#### Texto fornecido:
##########

Dom Walmor citou iniciativas como os avanços em torno do tema central da próxima Assembleia Geral da CNBB; o trabalho de gestão na sede e nos regionais da conferência, com “avanços importantes” do ponto de vista do equilíbrio administrativo e financeiro; a implementação do Pacto pela Vida e pelo Brasil; a presença da CNBB no Observatório de Direitos Humanos do Poder Judiciário; e o processo de construção do novo estatuto da CNBB.
Mensagem ao Papa e ao povo brasileiro
Os bispos também preparam uma mensagem que será enviada para o Papa Francisco, como é realizado a cada ano, por ocasião das assembleias gerais. O arcebispo de São Paulo (SP), cardeal Odilo Pedro Scherer, coordenou a construção do texto que está baseado na proximidade dos bispos do Brasil com o Papa e no agradecimento pela proximidade do Santo Padre com o Brasil. Uma mensagem ao povo brasileiro por conta da pandemia do novo coronavírus também foi preparada pelos bispos.

##########

#### Dados fornecidos:
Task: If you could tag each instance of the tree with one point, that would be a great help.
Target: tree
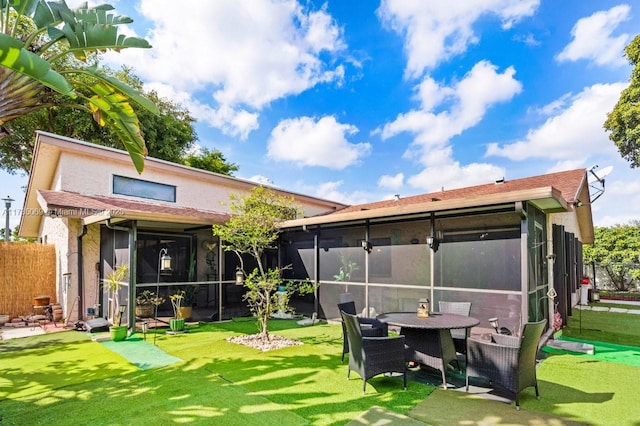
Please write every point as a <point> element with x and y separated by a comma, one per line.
<point>211,160</point>
<point>624,121</point>
<point>252,230</point>
<point>170,135</point>
<point>41,43</point>
<point>616,250</point>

##########

#### Tarefas propostas:
1. Liste todas as iniciativas citadas por Dom Walmor no texto sobre a CNBB.
2. Segundo o texto sobre a CNBB, quem coordenou a construção da mensagem ao Papa Francisco?
3. Por favor, continue o texto sobre a CNBB a partir da última frase.

#### Respostas do exercício:
1.
- Os avanços em torno do tema central da próxima Assembleia Geral da CNBB
- O trabalho de gestão na sede e nos regionais da conferência, com "avanços importantes" do ponto de vista do equilíbrio administrativo e financeiro
- A implementação do Pacto pela Vida e pelo Brasil
- A presença da CNBB no Observatório de Direitos Humanos do Poder Judiciário
- O processo de construção do novo estatuto da CNBB

2. O arcebispo de São Paulo (SP), cardeal Odilo Pedro Scherer.

3.
Ação evangelizadora da Igreja na pós pandemia
No período da tarde, a reunião dos bispos seguiu com uma reflexão da teóloga e professora e decana do Centro de Teologia e Ciências Humanas da PUC-Rio, Maria Clara Bingemer. Coube à professora apresentar pontos para uma reflexão sobre a ação evangelizadora da Igreja num cenário pós pandemia. Ela destacou cinco pontos: a) Retomar o luto com o olhar pascal; b) Parceria mais estreita com a ciência; c) Abrir mais espaço para a beleza e arte como elementos para reencantar os corações; d) Revalorizar o espaço doméstico e a experiência da Igreja nas casas; e) Cuidado da terra e cuidado com a casa comum.
Partilhas
Na sequência da reunião, os bispos deram continuidade da primeira parte de uma série de partilhas sobre as atividades de Comissões, regionais e pastorais iniciada pela manhã. A presidência da CNBB apresentou uma atualização da campanha É Tempo de Cuidar e também um balanço sobre a gestão administrativo-financeira da CNBB no contexto da pandemia.